§ **Texto extraído**

◆ ◆ ◆

Entonces en Penn ficharon a Drew Weissman. 

Foto: Boston Globe (Europa Press)

Encuentro

«En teoría, tiene mucho sentido», explica Garde de las posibilidades terapéuticas del ARNm. «Para mantenerse sano nuestro organismo depende de millones de diminutas proteínas y, para indicar a las células cómo producirlas, usa el ARNm». Es una especie de manual de instrucciones y, si se editara uno artificial, podrían crearse «anticuerpos para inmunizar contra cualquier infección, enzimas para revertir enfermedades o agentes para reparar tejidos dañados». En 1990 la Universidad de Wisconsin había tenido éxito con ratones y Karikó quería probar con humanos.

El problema era el sistema inmunitario. En el mejor de los casos, identificaba el ARNm sintético como un intruso y lo liquidaba. En el peor, reaccionaba histéricamente y ponía en riesgo la salud del paciente. Aunque no era un inconveniente menor, Karikó estaba convencida de que podía sortearse. Ningún colega compartía, sin embargo, su confianza. Le palmeaban la espalda, le deseaban suerte y poco más.

Hasta que en 1998 coincidió en la fotocopiadora de Penn con Weissman.

Weissman era un prestigioso inmunólogo. Había trabajado con Anthony Fauci en el Instituto Nacional de Salud y andaba detrás de una vacuna contra el sida. A Karikó le faltó tiempo para presentarse y contarle lo que hacía y Weissman le preguntó si su ARNm valdría para combatir el virus de la inmunodeficiencia humana. «Claro», contestó ella.

A partir de ese instante iniciaron una colaboración para discurrir cómo podía neutralizarse la respuesta del sistema inmunológico. Les costó siete largos años, pero en 2005 publicaban un artículo en el que anunciaban que lo habían conseguido alterando uno de los ladrillos moleculares del ARNm. Era un paso trascendental. Para inmunizar a nuestro organismo ya no había que inyectarle un patógeno atenuado. Bastaba con suministrarle las instrucciones, algo que, como no tardaríamos en comprobar, agilizaba el desarrollo de tratamientos.

El hallazgo recibió una tibia acogida, pero llamó la atención de dos científicos: Derrick Rossi, un biólogo canadiense establecido en Stanford (California), y Ugur Sahin, un médico turco instalado en Mainz (Alemania).

◆ ◆ ◆

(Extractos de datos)
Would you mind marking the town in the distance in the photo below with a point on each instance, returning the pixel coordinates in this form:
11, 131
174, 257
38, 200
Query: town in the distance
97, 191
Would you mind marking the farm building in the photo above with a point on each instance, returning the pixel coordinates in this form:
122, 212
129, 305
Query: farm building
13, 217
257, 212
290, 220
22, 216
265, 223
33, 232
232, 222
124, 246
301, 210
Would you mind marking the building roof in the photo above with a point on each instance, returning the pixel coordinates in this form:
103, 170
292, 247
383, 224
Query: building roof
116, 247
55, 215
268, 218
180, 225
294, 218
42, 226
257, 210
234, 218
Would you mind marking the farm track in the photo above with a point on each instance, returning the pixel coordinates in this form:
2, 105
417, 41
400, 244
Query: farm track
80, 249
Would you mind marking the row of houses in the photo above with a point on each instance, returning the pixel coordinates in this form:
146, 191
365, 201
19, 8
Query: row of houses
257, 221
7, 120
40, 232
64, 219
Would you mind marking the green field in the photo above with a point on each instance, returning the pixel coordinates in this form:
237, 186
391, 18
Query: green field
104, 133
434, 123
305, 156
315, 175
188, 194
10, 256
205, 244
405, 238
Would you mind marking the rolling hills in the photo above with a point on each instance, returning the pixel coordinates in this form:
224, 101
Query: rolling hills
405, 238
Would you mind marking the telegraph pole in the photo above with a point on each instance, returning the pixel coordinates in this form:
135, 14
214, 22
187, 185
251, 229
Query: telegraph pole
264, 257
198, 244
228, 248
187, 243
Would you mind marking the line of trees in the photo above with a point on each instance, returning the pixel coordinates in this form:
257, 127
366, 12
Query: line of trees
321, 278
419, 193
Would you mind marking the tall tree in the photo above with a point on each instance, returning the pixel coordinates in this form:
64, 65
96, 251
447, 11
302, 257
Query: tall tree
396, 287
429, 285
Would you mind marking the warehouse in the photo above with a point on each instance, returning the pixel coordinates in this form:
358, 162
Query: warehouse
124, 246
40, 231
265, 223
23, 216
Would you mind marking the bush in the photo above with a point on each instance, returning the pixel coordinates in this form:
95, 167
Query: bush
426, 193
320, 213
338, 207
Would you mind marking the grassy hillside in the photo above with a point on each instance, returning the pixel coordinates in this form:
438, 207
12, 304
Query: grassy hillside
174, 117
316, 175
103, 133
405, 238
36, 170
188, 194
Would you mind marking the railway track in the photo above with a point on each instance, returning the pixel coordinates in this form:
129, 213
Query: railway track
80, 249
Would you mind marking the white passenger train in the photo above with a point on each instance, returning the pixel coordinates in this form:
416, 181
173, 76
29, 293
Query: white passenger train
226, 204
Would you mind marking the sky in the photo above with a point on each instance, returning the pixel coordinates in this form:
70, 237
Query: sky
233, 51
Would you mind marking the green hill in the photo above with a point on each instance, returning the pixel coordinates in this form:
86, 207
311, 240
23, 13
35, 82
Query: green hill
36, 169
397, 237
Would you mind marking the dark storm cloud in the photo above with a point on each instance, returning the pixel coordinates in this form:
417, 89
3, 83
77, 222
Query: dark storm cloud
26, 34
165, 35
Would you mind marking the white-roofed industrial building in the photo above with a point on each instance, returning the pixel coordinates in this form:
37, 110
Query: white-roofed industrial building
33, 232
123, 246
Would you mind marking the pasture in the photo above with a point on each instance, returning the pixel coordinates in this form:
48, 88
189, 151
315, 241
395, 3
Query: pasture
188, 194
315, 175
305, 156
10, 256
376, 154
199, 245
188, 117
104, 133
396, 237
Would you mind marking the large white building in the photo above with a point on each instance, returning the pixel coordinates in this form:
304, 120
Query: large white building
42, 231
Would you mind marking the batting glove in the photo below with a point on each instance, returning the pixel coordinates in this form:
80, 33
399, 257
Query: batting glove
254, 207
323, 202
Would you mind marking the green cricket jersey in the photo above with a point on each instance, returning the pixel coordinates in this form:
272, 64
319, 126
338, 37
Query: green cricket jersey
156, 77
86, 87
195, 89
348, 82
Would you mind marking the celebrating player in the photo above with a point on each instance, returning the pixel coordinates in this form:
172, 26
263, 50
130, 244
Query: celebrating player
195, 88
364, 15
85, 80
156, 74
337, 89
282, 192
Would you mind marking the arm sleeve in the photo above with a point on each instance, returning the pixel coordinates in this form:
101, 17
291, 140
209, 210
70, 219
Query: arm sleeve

◆ ◆ ◆

§ **Instrucciones**
1. Según el texto sobre el ARNm, ¿en qué año coincidieron Karikó y Weissman en la fotocopiadora de Penn?
2. Prosiga el texto sobre el ARNm a partir de su última oración.

§ **Respuestas**
1. En 1998.

2.
La inversión más rentable

Rossi investigaba una prometedora vía para curar el párkinson y las lesiones medulares: las células madre. Desafortunadamente, su única fuente eran los embriones. Convertir en talleres de repuesto a diminutos bebés indefensos resultaba intolerable para muchos ciudadanos y Rossi vio el cielo abierto cuando leyó que el ARNm sintético permitía reprogramar células adultas para que elaboraran cualquier tejido. 

A diferencia de Karikó, Rossi mostró una gran habilidad para recaudar fondos. A los pocos meses le había comprado una licencia de la patente y puesto en marcha la empresa Moderna, acrónimo de modified RNA (ARN modificado). Sahin seguiría sus pasos en 2008 con la creación de BioNTech. El propósito del médico turco era dar con una terapia contra el cáncer y, para supervisar el proceso, se llevaría en 2013 a Karikó de vicepresidenta.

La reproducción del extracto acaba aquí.